EXCERPT PROVIDED below:

NEW YORK (CNNMoney) -- Your state may be OK with you smoking pot, but that doesn’t mean your employer is.
Two more states and Washington D.C. voted to legalize marijuana last week. That makes recreational marijuana legal in four states, while medical marijuana is legal in 21. Momentum is certainly building.
But only two of those 25 states have a law on the books that protects workers from getting fired for failing a drug test at work: Arizona and Delaware. And no state law protects recreational smokers.
So even though you can walk into a store and buy weed legally, you can still lose your job for smoking it. That’s true even if you only smoke on personal time and always show up to work stone cold sober.
That’s what Brandon Coats says happened to him. He’s a quadriplegic who was fired by Dish Network in 2010 for marijuana use. He got the OK to smoke medical marijuana from the state of Colorado, where medical use has been legal since 2000. He says that he never smoked the drug—or was under the influence—at work.
The Dish Network doesn’t disagree with these facts. But it has a zero-tolerance drug policy. Marijuana is still illegal on the federal level, regardless of what Colorado or any other state says.
That means that a Colorado employer that has a drug testing policy in place can fire employees who flunk one.

End of EXCERPT PROVIDED.
STUDY MATERIAL below:

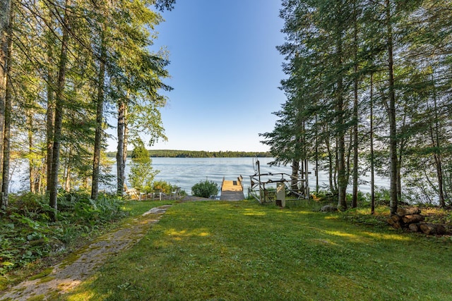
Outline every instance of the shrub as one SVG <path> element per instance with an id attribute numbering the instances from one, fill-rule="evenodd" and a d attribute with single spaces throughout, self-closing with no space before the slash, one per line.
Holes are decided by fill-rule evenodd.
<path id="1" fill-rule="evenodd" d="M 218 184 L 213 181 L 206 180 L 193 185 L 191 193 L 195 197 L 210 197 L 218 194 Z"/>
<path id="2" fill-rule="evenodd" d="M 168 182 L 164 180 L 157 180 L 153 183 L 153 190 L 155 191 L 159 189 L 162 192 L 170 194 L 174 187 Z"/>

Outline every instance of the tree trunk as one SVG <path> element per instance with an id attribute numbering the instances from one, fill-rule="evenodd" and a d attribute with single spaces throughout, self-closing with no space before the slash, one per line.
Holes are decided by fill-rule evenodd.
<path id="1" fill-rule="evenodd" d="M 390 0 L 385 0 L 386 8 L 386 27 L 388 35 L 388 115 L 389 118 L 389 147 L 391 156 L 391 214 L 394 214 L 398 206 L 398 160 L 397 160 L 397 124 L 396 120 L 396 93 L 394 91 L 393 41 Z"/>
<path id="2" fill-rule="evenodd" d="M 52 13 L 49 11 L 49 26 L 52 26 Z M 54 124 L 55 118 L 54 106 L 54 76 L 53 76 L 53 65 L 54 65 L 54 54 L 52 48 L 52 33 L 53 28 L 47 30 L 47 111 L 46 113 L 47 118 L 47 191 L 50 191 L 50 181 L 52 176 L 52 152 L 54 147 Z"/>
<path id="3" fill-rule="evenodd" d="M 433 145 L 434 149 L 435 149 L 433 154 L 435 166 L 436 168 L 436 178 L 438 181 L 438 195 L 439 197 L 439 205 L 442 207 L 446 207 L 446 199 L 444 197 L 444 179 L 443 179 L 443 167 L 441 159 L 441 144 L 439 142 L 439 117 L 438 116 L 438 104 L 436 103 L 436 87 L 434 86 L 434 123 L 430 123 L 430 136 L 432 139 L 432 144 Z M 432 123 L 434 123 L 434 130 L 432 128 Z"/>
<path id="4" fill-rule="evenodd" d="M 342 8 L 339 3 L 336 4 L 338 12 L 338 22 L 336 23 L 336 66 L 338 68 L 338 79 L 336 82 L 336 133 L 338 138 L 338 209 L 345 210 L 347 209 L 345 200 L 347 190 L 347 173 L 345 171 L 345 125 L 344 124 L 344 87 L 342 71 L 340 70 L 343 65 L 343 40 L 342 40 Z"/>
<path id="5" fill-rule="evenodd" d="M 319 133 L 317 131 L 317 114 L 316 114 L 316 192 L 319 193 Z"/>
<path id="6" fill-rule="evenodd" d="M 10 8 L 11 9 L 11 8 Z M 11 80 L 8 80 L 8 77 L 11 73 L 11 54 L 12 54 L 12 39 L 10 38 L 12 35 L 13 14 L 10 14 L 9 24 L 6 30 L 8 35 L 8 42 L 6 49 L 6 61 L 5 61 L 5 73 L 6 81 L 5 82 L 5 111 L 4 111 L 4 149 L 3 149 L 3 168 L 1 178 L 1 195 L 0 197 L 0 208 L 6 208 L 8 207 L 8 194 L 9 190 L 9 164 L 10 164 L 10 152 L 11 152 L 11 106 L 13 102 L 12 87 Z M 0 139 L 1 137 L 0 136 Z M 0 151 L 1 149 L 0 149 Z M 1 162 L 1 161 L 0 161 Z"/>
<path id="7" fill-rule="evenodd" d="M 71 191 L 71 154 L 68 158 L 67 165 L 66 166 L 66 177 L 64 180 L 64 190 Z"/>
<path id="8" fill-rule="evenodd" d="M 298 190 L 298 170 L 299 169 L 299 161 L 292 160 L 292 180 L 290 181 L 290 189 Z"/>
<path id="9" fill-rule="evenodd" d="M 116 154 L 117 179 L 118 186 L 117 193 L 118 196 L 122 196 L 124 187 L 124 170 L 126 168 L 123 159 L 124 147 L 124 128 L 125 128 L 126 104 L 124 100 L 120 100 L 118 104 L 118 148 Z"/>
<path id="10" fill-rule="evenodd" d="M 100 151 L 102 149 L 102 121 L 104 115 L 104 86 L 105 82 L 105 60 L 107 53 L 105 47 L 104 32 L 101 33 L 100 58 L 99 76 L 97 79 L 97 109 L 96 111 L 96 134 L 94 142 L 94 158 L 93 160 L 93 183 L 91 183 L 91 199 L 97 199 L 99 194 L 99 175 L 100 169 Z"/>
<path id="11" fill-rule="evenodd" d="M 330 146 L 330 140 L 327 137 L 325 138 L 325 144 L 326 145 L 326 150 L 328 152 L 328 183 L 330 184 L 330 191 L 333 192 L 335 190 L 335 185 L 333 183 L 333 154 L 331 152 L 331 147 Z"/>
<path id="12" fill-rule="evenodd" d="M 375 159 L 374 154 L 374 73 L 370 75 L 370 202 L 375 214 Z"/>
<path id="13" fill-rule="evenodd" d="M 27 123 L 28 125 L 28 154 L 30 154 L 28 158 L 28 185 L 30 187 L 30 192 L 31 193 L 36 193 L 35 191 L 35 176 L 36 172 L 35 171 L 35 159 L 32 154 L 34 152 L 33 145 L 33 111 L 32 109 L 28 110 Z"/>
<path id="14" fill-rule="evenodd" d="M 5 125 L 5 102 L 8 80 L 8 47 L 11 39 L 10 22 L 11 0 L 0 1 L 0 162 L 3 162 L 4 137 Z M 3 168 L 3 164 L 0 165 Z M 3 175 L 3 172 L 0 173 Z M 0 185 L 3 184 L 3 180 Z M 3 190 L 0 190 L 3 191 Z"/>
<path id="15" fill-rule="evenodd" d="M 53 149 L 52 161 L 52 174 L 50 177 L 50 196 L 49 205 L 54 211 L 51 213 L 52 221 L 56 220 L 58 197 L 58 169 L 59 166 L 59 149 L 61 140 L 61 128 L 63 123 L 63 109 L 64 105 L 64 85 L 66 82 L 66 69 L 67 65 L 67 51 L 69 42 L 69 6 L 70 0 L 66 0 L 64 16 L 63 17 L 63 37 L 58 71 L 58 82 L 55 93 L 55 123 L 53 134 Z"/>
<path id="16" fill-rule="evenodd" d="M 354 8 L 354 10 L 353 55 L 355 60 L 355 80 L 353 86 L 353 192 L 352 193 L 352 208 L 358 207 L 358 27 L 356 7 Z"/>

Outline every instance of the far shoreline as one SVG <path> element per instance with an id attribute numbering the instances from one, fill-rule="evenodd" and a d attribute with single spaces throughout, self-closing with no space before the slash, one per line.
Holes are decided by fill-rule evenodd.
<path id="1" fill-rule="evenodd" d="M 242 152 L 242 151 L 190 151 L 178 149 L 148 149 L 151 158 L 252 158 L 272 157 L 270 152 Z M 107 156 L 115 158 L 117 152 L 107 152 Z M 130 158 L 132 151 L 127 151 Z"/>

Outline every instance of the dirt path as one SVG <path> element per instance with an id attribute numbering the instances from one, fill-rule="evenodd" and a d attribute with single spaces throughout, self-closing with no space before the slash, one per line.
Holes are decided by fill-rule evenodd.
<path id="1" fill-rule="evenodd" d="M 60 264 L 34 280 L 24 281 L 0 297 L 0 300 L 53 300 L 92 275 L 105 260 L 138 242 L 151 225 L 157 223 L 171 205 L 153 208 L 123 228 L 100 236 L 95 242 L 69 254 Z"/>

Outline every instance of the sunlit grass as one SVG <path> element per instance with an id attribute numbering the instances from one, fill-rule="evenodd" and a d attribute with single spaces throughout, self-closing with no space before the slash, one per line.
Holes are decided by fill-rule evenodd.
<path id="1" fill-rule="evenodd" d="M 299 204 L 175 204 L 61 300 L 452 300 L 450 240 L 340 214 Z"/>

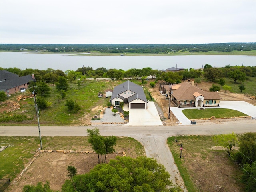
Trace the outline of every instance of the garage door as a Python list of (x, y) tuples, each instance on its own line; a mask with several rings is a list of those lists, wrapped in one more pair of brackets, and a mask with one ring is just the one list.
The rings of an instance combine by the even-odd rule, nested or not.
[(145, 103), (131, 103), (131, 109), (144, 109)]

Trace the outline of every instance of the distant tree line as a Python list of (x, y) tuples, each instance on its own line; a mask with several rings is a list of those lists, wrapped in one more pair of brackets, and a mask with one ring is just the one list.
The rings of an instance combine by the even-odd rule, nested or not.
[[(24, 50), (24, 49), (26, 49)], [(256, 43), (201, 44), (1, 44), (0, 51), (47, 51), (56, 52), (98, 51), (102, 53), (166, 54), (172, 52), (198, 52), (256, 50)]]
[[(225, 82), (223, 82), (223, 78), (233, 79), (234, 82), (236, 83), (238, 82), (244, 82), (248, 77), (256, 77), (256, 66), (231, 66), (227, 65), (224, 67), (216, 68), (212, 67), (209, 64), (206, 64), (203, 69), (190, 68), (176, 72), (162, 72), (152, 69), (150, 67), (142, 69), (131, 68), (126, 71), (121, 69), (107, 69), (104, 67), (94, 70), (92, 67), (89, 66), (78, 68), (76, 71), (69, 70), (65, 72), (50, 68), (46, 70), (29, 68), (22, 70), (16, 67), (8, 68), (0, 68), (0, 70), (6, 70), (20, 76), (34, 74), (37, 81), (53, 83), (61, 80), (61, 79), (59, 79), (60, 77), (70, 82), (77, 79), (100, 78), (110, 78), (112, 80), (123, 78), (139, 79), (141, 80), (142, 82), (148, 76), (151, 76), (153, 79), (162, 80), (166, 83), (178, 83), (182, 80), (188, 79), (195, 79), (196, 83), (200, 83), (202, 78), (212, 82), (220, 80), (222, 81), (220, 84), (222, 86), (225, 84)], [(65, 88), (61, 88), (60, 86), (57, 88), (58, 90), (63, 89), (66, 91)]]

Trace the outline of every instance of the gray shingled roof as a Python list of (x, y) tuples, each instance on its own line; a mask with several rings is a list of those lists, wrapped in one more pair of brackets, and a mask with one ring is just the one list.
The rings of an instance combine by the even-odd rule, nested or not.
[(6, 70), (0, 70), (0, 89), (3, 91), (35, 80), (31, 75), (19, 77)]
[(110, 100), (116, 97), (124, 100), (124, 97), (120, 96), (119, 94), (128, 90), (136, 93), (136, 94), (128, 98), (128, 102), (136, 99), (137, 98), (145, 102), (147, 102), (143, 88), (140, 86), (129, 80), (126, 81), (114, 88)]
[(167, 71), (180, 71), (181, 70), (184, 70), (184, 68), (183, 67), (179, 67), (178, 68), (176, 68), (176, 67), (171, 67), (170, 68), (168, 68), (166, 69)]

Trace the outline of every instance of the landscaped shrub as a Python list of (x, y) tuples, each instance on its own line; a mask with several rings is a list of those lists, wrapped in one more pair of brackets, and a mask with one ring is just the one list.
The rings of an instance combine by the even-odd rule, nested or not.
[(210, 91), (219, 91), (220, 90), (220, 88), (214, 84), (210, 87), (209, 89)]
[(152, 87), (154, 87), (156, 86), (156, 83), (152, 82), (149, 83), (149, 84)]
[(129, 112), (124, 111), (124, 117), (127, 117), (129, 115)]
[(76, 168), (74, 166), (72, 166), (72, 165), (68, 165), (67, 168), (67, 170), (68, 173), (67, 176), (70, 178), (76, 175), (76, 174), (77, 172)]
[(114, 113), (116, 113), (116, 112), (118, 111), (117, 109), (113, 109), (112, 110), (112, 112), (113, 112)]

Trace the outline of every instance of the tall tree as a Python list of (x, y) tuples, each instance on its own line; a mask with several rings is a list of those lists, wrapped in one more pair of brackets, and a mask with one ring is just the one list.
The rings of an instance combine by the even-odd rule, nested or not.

End of STUDY MATERIAL.

> _WHAT TO DO_:
From the article on legal marijuana and getting fired, copy word for word the passage from "That’s what Brandon" up to and including "other state says.".

> _EXERCISE RESPONSE_:
That’s what Brandon Coats says happened to him. He’s a quadriplegic who was fired by Dish Network in 2010 for marijuana use. He got the OK to smoke medical marijuana from the state of Colorado, where medical use has been legal since 2000. He says that he never smoked the drug—or was under the influence—at work.
The Dish Network doesn’t disagree with these facts. But it has a zero-tolerance drug policy. Marijuana is still illegal on the federal level, regardless of what Colorado or any other state says.